** Opening Available data block **

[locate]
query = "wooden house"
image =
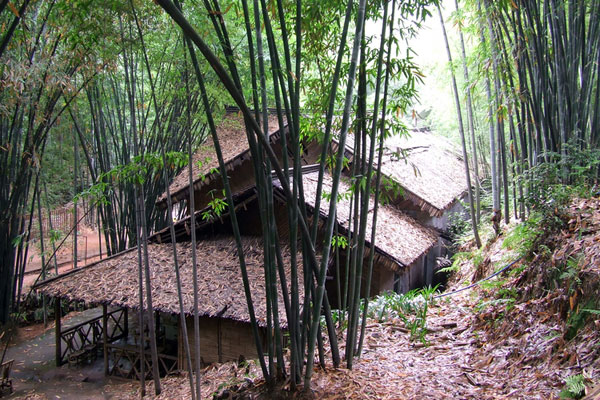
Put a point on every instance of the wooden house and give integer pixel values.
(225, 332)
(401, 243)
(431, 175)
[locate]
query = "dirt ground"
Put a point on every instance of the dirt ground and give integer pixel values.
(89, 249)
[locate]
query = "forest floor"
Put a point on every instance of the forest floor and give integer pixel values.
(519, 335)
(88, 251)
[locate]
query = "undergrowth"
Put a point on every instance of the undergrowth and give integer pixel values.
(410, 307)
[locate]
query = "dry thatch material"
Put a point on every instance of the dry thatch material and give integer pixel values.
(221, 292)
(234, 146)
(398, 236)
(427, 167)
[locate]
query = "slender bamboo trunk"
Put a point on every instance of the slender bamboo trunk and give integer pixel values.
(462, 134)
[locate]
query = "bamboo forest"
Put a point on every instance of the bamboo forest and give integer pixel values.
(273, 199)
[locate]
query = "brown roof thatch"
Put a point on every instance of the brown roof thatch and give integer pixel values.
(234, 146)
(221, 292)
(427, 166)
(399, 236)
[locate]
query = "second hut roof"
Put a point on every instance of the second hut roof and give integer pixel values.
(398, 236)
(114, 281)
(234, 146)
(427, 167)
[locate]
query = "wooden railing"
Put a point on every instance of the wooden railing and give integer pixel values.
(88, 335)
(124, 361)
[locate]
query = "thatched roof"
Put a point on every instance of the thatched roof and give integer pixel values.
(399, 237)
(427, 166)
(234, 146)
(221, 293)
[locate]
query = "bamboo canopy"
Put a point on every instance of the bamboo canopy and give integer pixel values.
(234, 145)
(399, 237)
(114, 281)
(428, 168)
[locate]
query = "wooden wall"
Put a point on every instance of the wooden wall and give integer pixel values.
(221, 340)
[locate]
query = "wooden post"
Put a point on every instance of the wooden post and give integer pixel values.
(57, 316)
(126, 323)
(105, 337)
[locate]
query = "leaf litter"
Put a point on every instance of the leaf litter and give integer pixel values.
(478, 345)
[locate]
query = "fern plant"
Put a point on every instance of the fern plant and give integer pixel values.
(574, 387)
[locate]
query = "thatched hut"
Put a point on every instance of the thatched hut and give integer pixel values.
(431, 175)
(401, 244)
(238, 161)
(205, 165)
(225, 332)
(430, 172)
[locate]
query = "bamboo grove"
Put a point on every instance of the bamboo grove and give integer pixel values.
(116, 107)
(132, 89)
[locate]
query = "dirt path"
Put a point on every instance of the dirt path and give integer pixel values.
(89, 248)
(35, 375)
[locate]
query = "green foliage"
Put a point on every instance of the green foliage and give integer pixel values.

** Closing Available data block **

=== Your objective ===
Pick out every line of the listing containing the word "foliage", and show those lines.

=== Answer for this exercise ===
query = "green foliage"
Put a point on every instance of the green foliage and give integer pixel values.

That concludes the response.